[START OF Data provided]

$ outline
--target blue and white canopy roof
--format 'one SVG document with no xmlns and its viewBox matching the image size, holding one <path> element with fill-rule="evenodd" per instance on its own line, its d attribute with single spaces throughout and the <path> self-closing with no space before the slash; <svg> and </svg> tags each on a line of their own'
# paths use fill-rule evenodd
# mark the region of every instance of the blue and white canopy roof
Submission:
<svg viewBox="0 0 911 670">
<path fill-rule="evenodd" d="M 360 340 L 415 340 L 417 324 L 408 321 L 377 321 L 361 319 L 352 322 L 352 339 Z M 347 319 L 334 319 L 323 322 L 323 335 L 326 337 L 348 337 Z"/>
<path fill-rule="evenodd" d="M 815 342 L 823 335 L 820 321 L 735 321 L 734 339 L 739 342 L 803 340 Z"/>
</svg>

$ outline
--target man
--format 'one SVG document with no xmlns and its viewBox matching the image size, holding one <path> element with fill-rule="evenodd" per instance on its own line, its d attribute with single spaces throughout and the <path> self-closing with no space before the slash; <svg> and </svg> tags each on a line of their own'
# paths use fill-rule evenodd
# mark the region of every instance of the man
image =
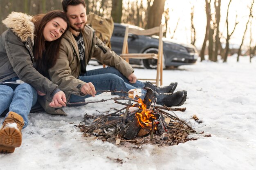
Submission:
<svg viewBox="0 0 256 170">
<path fill-rule="evenodd" d="M 162 94 L 172 93 L 177 83 L 161 88 L 137 80 L 130 65 L 107 47 L 95 35 L 94 30 L 86 25 L 87 18 L 83 0 L 64 0 L 62 6 L 70 28 L 62 40 L 56 64 L 49 70 L 49 73 L 53 82 L 66 92 L 69 102 L 84 101 L 90 95 L 94 97 L 100 94 L 96 91 L 128 91 L 147 86 L 157 92 L 159 104 L 171 106 L 184 103 L 186 98 L 185 91 Z M 92 56 L 110 67 L 87 71 L 86 65 Z M 146 93 L 143 89 L 142 93 L 144 95 Z M 65 114 L 59 110 L 53 110 L 40 100 L 47 112 Z"/>
</svg>

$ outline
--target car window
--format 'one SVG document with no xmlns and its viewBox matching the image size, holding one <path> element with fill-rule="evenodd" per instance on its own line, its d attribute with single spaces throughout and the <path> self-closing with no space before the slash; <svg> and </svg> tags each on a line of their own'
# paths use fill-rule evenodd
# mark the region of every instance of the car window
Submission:
<svg viewBox="0 0 256 170">
<path fill-rule="evenodd" d="M 114 28 L 113 34 L 112 36 L 118 37 L 124 37 L 125 32 L 125 27 L 115 25 Z"/>
</svg>

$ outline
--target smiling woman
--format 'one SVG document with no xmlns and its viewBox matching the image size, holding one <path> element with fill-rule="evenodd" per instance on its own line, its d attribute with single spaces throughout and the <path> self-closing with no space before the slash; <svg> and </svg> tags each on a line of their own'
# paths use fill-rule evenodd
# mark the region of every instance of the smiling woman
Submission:
<svg viewBox="0 0 256 170">
<path fill-rule="evenodd" d="M 60 11 L 34 18 L 12 12 L 3 23 L 8 29 L 0 36 L 0 82 L 4 82 L 0 84 L 0 115 L 7 113 L 0 128 L 0 153 L 11 153 L 21 144 L 21 130 L 38 93 L 52 101 L 51 107 L 66 106 L 64 93 L 43 75 L 56 62 L 59 38 L 68 26 Z M 11 82 L 19 78 L 19 83 Z"/>
<path fill-rule="evenodd" d="M 62 18 L 57 17 L 49 21 L 43 33 L 45 40 L 52 41 L 57 40 L 64 33 L 67 28 L 67 24 Z"/>
</svg>

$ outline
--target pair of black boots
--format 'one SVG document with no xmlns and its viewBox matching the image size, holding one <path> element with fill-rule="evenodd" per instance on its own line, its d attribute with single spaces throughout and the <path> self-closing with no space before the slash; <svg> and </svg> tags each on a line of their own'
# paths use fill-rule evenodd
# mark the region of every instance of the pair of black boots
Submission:
<svg viewBox="0 0 256 170">
<path fill-rule="evenodd" d="M 185 103 L 186 99 L 186 91 L 183 90 L 173 93 L 177 83 L 171 83 L 169 86 L 157 87 L 150 82 L 146 82 L 145 87 L 156 92 L 157 103 L 167 107 L 178 106 Z"/>
</svg>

[END OF Data provided]

**To do**. Please collect each line of the data above that contains the word "smiling". Case matters.

**Complete response**.
--target smiling woman
# mark the region of every instance of the smiling woman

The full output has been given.